*** Data supplied ***

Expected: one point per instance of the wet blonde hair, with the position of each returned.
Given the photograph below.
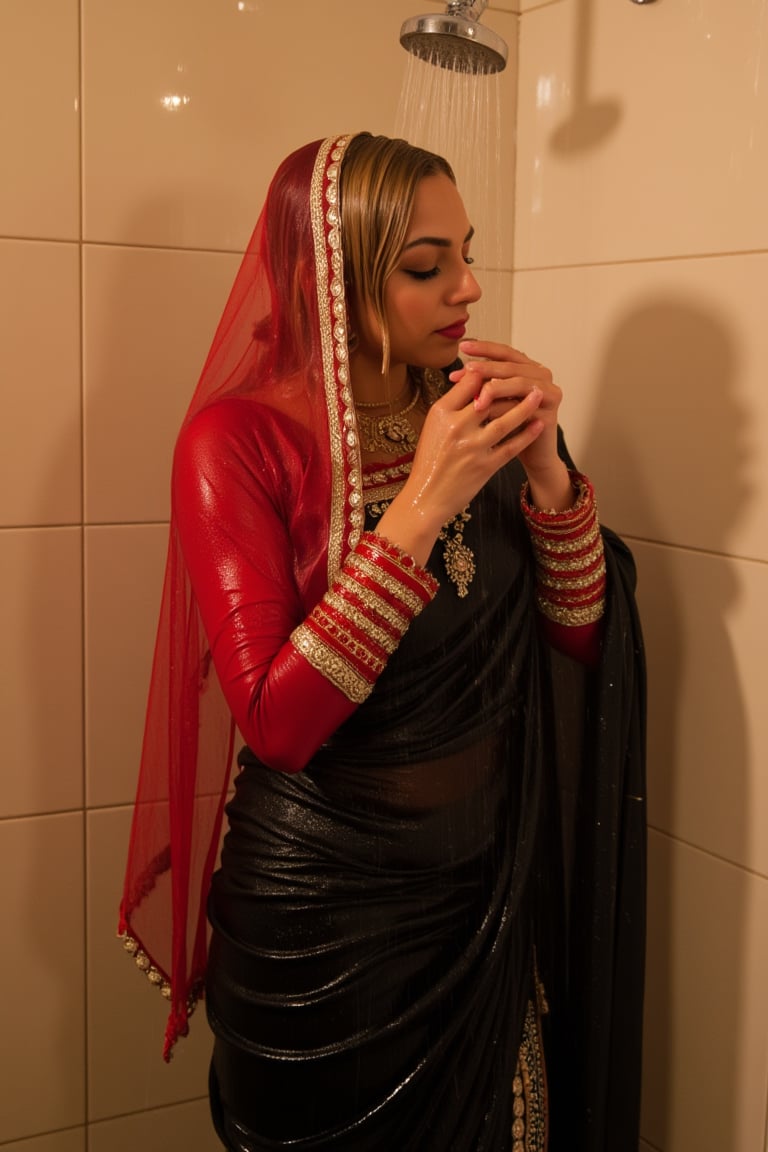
(378, 182)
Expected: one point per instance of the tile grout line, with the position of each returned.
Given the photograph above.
(83, 589)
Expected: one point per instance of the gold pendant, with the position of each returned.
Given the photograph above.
(456, 555)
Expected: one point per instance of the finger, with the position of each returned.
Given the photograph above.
(512, 419)
(504, 388)
(491, 349)
(464, 391)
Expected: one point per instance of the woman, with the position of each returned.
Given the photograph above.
(435, 841)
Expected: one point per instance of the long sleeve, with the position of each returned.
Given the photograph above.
(290, 677)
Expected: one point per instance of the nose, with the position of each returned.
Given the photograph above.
(466, 289)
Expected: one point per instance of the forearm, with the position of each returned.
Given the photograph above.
(570, 569)
(289, 703)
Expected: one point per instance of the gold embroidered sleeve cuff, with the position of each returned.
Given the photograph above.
(358, 623)
(569, 555)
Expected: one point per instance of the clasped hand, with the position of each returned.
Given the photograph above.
(502, 406)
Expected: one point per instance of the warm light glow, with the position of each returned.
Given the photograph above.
(174, 101)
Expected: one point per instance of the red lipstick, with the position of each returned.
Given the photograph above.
(454, 332)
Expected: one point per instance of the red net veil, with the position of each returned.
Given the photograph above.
(282, 339)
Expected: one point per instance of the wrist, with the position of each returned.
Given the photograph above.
(550, 489)
(410, 527)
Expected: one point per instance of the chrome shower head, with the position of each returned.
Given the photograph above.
(455, 40)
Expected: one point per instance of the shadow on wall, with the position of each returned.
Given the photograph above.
(592, 119)
(667, 453)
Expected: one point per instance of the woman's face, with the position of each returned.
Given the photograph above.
(427, 296)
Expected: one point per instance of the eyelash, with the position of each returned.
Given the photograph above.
(432, 272)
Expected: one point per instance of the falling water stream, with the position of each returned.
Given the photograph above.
(457, 113)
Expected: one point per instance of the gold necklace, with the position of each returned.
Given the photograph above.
(392, 432)
(456, 555)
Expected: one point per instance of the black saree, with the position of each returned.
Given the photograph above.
(375, 917)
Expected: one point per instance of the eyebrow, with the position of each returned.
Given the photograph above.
(436, 241)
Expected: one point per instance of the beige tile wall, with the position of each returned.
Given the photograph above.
(137, 142)
(641, 264)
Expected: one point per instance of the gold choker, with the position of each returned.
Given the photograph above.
(393, 432)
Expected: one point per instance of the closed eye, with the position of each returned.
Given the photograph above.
(421, 275)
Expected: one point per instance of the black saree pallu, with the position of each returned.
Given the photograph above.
(371, 962)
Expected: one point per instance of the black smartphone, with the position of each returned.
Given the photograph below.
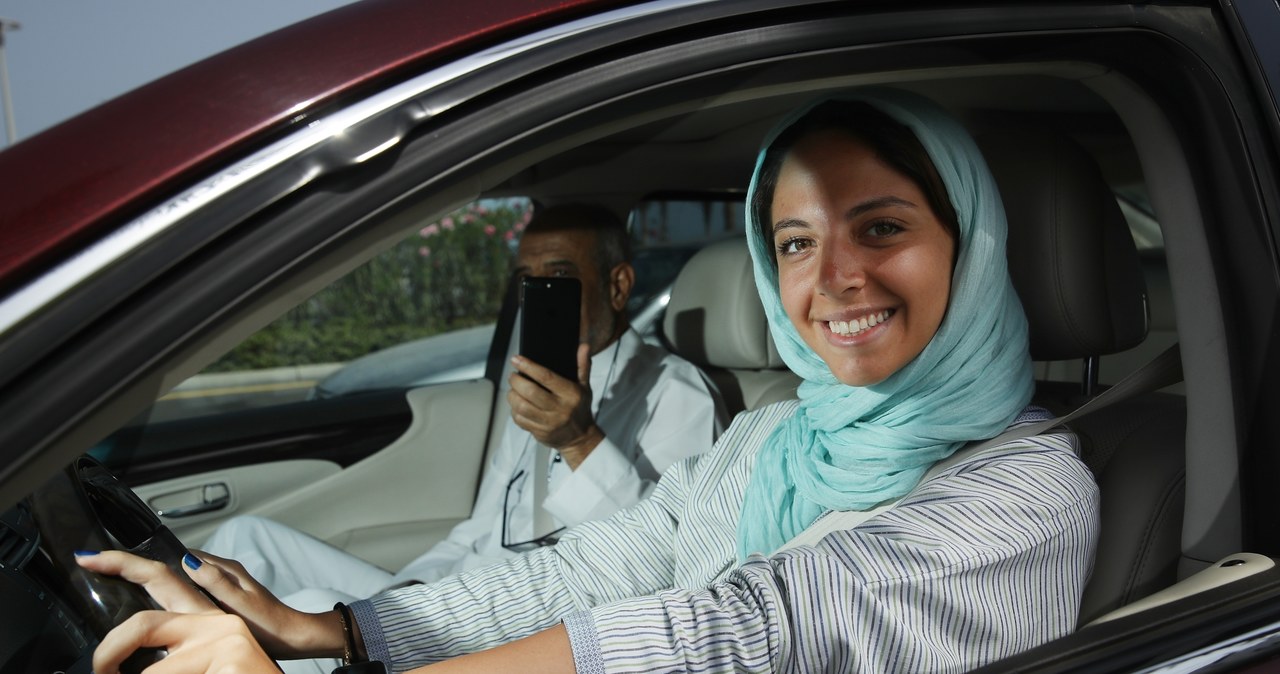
(549, 317)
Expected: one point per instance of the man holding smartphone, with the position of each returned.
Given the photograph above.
(574, 449)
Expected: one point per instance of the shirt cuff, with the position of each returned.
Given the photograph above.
(586, 647)
(598, 480)
(371, 632)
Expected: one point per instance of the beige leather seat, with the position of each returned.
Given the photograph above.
(714, 320)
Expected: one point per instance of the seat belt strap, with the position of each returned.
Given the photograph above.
(1161, 371)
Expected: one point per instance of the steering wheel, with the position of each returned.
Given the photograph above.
(87, 508)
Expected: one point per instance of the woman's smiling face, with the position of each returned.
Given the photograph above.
(864, 265)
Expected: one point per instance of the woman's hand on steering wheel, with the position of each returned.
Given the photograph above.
(260, 617)
(199, 636)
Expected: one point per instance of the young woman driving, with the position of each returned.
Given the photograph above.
(878, 242)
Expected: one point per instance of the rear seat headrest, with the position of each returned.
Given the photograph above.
(1070, 255)
(714, 296)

*** End of Data supplied ***

• _Requirement_: With the pictures removed, the entries above should be transcribed exactly.

• _The answer_:
Expected: one point per instance of the wet blonde hair, with the position of each returned.
Given the photograph below.
(378, 182)
Expected: one point per instance of the tile grout line, with the position of each returned.
Given the photograph above.
(83, 589)
Expected: one point per instance of the gold pendant, with the position of each returned.
Given the photograph above.
(456, 555)
Expected: one point per instance of the finger, with the position of each returned.
Given the photograph above.
(512, 419)
(504, 388)
(491, 349)
(464, 391)
Expected: one point per instance of the woman, with the position of each returned.
Given the photograph above.
(435, 841)
Expected: one point per instance of the long sleeve, with the position of each returned.
Given the photograph above.
(290, 677)
Expected: one point per instance of the nose, with the position of each returned.
Given the photograph above.
(466, 289)
Expected: one point per instance of the forearm, with the position of each returned.
Given the photograph above.
(570, 569)
(289, 703)
Expected: one point per instance of the gold embroidered sleeve cuff, with the position of each returned.
Given the photograph above.
(358, 623)
(569, 555)
Expected: one point per instance of the clasped hand, with the position of each returned.
Given the photograph above.
(502, 406)
Expected: one point per instance of the warm light glow, with the position of each returned.
Given the photograph above.
(174, 101)
Expected: one point per instance of the red lipstick, with the position of each returned.
Given the photograph above.
(454, 332)
Expected: one point per instance of the red net veil, with the position of each returned.
Given the photograph above.
(282, 339)
Expected: one point per instance of the wrist, with the position of each returned.
Given the photograph above.
(550, 489)
(410, 527)
Expected: one point per instance of the chrome shower head, with the position of each returned.
Given the photograph above.
(455, 40)
Expected: one point per instance of the shadow on wall, with the position of each returned.
Given the photograph above.
(592, 119)
(667, 453)
Expected: one point per instance of the woman's face, with the position of each returned.
Given the photograph above.
(427, 296)
Expected: one point per instance of the eyelash, with the position of each returned.
Given the photograph above.
(432, 272)
Expected: one point per instance of the falling water stream, with the position of each returned.
Given the photograph above.
(457, 113)
Expected: one point per instance of the gold necklace, with the position of each returned.
Given the photograph above.
(392, 432)
(456, 555)
Expected: one point per instance of the black saree, with the position of each returned.
Given the photograph above.
(375, 917)
Expected: one point per instance of the eyebrow, with the position of each returned.
Given the photograph above.
(436, 241)
Expected: one point per instance of the beige tile wall, with the position of each returned.
Given the photograph above.
(137, 142)
(641, 264)
Expected: one point per instance of the gold choker, with the position of each returned.
Given the photograph above.
(393, 432)
Expected: one point per instance of the closed eye, with the position of each returned.
Given the photograph above.
(421, 275)
Expected: one point per instance of the black saree pallu, with the position of each returned.
Given the photograph above.
(371, 962)
Expected: one point per instance of the black smartphone, with the position of each returned.
Given the photograph below.
(549, 317)
Expected: one point per instance of the man holding smartphone, with the position of each returned.
Given the photograph above.
(574, 449)
Expected: one point per instance of the shirt cuff, with the position of each returned.
Given the photograph above.
(586, 647)
(598, 480)
(371, 632)
Expected: one point per instance of the beige leather seat, with the position of each returned.
Given the photograph above.
(714, 320)
Expected: one point per instance of the seat belt strap, with the position of each returned.
Given the photograph above.
(1161, 371)
Expected: one point per instance of the steering wheel, with the position of each returned.
Given the photograph above.
(87, 508)
Expected: one point per instance of the woman's smiling face, with the position of each returned.
Given the photograph above.
(864, 265)
Expected: one point per instance of the woman's hand on steering wheel, with the position of each returned.
Given the photograph above.
(260, 617)
(199, 636)
Expected: one point per instance of the young woman driving, with the position of each returned.
Given the photograph above.
(878, 242)
Expected: one point per instance of the rear seat headrest, with the position of each returned.
Given the photograph above.
(1070, 255)
(714, 296)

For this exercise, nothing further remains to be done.